Start of STUDY MATERIAL

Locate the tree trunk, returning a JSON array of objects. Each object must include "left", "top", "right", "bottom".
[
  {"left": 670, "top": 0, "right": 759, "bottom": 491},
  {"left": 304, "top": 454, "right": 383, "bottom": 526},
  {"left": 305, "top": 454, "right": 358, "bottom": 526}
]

End of STUDY MATERIAL

ACTION ITEM
Copy out each record word for word.

ANSWER SECTION
Locate the tree trunk, returning a JSON array of objects. Each object must include "left", "top", "right", "bottom".
[
  {"left": 670, "top": 0, "right": 759, "bottom": 491},
  {"left": 304, "top": 454, "right": 383, "bottom": 526},
  {"left": 305, "top": 454, "right": 358, "bottom": 526}
]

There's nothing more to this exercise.